PAGE EXCERPT:
********
Occasionally people ask me whether ACP is a Pentecostal church. What I have come to love so much about this congregation is that every Sunday is Pentecost. We are a diverse congregation located in a very international city. We represent a rainbow of colors and a rich tapestry of languages, backgrounds, traditions, cultures, and nations journeying every week to worship God here.
To be truly Pentecostal is to hear and receive the Holy Spirit with anticipation and openness. It also means being empowered to proclaim the gospel of God’s grace to others in appropriate and contextual ways. While the specific gift of speaking in tongues or in another language is wonderful, the metric for being filled with Spirit is love.
As the apostle Paul writes in Galatians, we are called to “live by the Spirit”. When this happens the works of the flesh, which include quarrels, strife, factions, enmity, anger no longer are part of who we are as individuals or a community. Those are barriers that prevent people from hearing and believing the gospel. I confess at times I am afraid to yield to the Holy Spirit’s working in my life. Sometimes it is pride and my desire to make a name for myself or accomplish goals apart from God. Other times, I am not willing to allow the Spirit to break down barriers I have constructed. They might not be language barriers, but rather cultural or ones steeped in religious tradition.
********
SUPPLIED RECORDS:
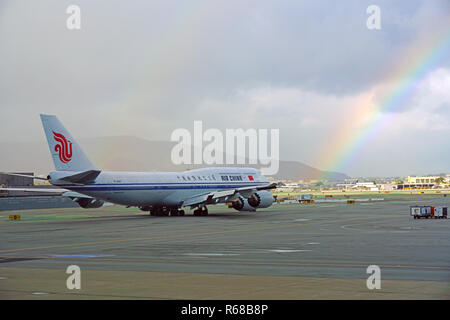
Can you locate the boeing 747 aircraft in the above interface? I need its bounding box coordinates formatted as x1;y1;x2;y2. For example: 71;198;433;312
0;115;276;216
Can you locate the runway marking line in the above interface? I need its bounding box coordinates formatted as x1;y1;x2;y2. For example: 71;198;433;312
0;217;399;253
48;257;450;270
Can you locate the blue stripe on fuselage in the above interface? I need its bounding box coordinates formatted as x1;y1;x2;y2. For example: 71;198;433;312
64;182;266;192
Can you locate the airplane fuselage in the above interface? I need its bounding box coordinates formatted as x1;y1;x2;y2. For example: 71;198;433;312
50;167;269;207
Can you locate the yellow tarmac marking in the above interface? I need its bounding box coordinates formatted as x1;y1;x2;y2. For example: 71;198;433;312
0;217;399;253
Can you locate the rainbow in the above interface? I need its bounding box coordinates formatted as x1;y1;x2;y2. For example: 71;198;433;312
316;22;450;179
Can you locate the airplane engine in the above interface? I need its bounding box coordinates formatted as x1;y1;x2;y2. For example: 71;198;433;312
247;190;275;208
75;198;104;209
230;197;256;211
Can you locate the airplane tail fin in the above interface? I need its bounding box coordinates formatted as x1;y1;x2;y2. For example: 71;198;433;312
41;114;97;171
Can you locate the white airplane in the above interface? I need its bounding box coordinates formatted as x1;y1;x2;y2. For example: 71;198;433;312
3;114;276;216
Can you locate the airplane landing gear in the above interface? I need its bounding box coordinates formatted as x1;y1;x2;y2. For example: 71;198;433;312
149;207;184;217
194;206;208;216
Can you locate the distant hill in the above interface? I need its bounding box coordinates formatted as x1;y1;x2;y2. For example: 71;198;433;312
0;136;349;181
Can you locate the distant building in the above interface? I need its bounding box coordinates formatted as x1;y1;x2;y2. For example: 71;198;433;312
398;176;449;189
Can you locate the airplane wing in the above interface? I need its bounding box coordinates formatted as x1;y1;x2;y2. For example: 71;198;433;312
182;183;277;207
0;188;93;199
********
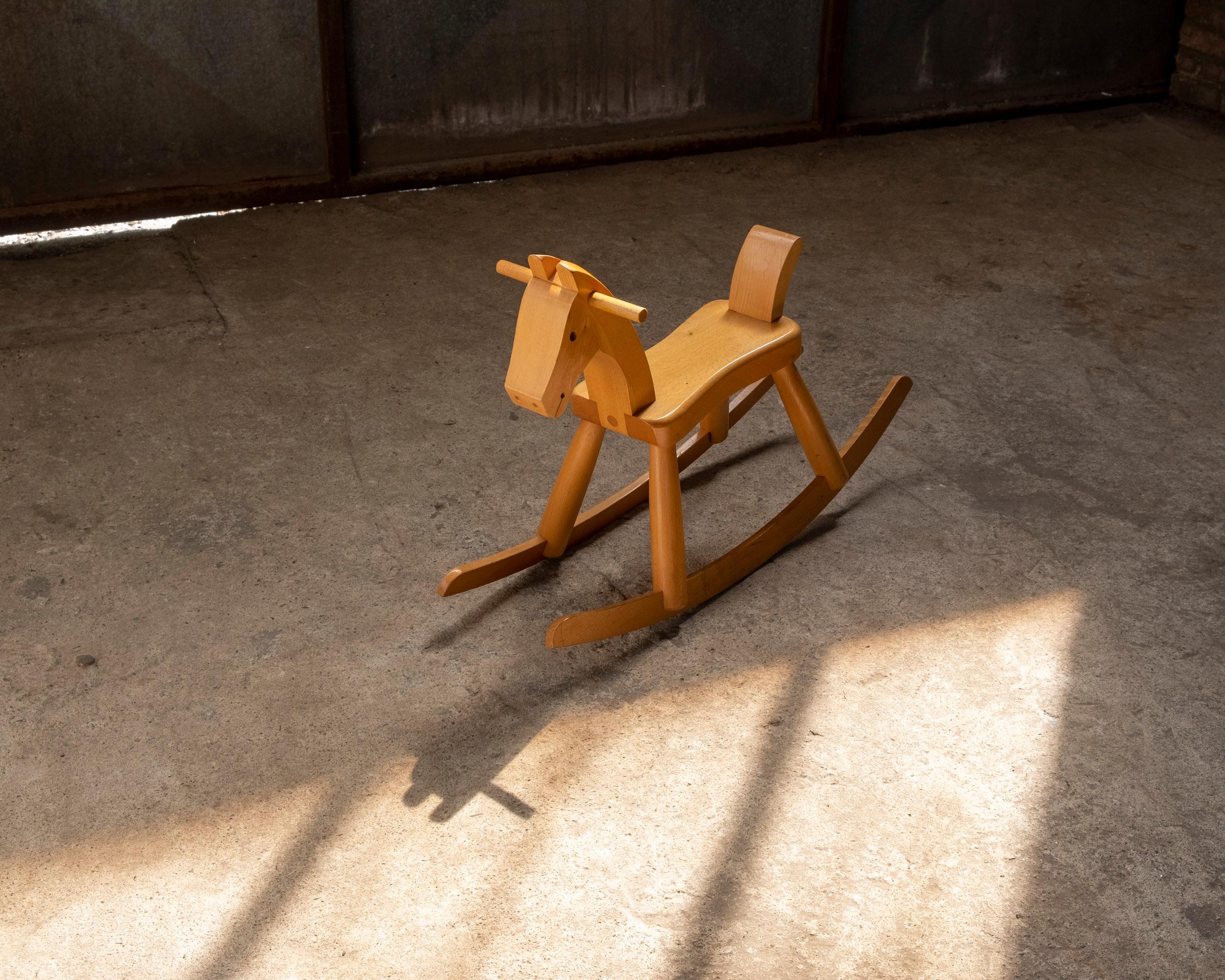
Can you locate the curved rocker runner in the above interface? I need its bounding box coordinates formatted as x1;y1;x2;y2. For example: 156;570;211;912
********
WHAT TO WORK ON: In the text on ACP and Pentecost, why does the writer say that every Sunday at ACP is Pentecost? Answer in one to three sentences. The records can be set aside; nothing here depends on them.

ANSWER TO THE PROBLEM: ACP is a diverse congregation in a very international city. Every week people of many colors, languages, backgrounds, traditions, cultures, and nations come together there to worship God.